--- Material provided ---
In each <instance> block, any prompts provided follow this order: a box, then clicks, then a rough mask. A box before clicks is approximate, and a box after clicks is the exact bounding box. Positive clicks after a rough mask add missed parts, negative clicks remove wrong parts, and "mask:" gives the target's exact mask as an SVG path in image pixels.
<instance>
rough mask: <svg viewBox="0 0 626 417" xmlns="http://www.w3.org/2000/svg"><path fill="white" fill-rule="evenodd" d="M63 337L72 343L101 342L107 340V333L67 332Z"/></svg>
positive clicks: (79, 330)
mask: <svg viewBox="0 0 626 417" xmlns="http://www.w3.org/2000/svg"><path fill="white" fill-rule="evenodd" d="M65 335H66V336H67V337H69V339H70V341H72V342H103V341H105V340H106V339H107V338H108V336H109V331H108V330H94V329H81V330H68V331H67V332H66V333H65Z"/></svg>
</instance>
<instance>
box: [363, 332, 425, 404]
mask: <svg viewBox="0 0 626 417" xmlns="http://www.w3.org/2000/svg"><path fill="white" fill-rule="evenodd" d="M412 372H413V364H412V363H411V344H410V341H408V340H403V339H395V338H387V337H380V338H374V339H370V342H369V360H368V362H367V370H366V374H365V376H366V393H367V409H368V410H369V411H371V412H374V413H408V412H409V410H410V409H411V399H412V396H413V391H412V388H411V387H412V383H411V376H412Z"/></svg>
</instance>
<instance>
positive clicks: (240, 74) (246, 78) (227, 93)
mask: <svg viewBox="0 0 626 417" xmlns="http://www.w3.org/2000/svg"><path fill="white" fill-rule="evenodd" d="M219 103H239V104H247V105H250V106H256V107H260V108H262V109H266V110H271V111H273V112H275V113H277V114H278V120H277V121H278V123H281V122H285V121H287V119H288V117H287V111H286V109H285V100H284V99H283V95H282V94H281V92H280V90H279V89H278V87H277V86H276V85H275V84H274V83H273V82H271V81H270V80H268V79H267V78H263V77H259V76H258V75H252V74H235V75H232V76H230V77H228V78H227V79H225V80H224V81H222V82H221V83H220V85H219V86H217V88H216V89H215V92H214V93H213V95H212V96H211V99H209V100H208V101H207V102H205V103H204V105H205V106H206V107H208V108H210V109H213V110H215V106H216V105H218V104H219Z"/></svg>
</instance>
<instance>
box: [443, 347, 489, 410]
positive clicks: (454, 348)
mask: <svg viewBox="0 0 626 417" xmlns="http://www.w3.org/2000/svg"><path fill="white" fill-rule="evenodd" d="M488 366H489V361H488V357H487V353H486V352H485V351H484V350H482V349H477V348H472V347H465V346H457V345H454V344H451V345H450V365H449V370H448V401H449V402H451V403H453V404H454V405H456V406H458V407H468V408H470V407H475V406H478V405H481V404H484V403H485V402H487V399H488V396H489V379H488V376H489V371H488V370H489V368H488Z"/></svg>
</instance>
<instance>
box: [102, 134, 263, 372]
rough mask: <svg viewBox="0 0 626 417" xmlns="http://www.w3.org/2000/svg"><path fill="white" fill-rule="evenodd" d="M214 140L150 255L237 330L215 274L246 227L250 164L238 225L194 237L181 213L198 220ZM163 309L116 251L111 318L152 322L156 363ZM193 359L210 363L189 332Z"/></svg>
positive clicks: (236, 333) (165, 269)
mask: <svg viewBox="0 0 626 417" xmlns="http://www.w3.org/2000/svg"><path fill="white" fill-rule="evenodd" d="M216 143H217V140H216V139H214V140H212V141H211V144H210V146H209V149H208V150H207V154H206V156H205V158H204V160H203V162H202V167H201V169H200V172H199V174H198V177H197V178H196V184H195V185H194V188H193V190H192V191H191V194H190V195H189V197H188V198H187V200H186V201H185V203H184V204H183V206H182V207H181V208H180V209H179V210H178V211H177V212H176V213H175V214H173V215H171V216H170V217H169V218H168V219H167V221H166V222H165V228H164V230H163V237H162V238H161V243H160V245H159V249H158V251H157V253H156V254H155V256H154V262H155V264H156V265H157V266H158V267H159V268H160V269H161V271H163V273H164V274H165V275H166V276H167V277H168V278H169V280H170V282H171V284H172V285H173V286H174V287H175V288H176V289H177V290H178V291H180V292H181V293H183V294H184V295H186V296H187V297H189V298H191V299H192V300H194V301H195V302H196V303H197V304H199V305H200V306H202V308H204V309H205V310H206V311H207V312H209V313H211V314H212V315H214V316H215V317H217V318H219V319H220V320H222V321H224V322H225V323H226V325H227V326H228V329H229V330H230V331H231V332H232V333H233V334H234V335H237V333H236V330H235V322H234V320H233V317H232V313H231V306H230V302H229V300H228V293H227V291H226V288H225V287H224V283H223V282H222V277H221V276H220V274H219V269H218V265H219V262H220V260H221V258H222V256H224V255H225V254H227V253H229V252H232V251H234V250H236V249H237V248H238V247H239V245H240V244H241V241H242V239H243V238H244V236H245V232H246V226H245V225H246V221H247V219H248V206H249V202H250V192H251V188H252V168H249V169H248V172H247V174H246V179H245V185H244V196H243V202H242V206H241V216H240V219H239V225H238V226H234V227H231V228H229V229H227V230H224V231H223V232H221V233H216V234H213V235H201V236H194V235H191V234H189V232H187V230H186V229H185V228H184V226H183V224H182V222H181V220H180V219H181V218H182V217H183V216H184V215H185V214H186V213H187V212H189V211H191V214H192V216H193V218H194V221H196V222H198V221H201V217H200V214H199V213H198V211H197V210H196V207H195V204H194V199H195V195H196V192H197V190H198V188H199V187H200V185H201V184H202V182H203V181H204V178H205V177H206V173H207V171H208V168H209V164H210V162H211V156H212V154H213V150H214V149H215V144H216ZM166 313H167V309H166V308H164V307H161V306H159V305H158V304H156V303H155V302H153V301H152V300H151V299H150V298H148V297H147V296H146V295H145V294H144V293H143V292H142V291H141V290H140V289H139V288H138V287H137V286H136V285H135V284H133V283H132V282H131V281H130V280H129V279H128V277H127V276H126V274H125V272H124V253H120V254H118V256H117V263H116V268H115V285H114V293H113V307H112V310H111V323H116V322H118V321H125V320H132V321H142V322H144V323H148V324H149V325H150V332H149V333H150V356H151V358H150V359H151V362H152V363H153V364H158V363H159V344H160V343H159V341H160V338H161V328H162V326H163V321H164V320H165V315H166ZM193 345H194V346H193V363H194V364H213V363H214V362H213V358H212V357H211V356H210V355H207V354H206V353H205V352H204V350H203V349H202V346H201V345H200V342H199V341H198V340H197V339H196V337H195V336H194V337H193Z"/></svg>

--- Task directions ---
Each line of the material with the word "rough" in it should be listed.

--- Exercise solution ---
In each <instance> block, any prompts provided follow this order: a box, then clicks, then a rough mask. A box before clicks is approximate, and a box after clicks is the exact bounding box. Positive clicks after a rough mask add missed parts, negative clicks remove wrong parts, and "mask:" gives the target's exact mask as an SVG path in image pixels.
rough mask: <svg viewBox="0 0 626 417" xmlns="http://www.w3.org/2000/svg"><path fill="white" fill-rule="evenodd" d="M63 337L72 343L101 342L107 340V333L67 332Z"/></svg>
rough mask: <svg viewBox="0 0 626 417" xmlns="http://www.w3.org/2000/svg"><path fill="white" fill-rule="evenodd" d="M214 140L150 255L237 330L215 274L246 227L250 164L238 225L194 237L181 213L198 220ZM163 309L116 251L111 318L152 322L156 363ZM193 359L210 363L189 332Z"/></svg>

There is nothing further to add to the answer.